YOUR GOAL
Give every line of the data again, exactly as it is written.

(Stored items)
***

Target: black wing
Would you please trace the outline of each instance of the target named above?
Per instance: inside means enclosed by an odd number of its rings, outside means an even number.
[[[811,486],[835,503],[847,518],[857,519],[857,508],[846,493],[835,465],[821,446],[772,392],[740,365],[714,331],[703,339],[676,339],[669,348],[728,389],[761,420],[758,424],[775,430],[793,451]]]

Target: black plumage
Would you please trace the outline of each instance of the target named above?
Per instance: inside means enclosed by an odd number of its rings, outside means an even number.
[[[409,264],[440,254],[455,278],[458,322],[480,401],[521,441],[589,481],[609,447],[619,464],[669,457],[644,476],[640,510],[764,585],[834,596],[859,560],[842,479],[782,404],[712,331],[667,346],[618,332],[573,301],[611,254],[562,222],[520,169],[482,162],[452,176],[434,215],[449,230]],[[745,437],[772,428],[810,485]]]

***

FINAL ANSWER
Target: black wing
Would you please trace the outline of each instance of the target named above?
Per instance: inside means enclosed by an odd number of its rings, outside means an even number.
[[[811,486],[835,503],[847,518],[857,519],[857,508],[846,493],[835,465],[821,446],[772,392],[740,365],[714,331],[703,339],[676,339],[669,348],[728,389],[761,420],[758,424],[775,430],[793,451]]]

Target: black plumage
Would you please trace the outline of each instance of the target named above?
Per instance: inside means enclosed by an odd number of its rings, outside means an even number.
[[[409,264],[440,254],[455,278],[458,322],[480,401],[521,441],[589,481],[609,447],[619,464],[669,457],[644,476],[640,510],[764,585],[834,596],[859,560],[842,479],[782,404],[712,331],[667,346],[618,332],[573,301],[611,254],[562,222],[520,169],[482,162],[452,176],[434,215],[449,230]],[[745,437],[772,428],[810,485]]]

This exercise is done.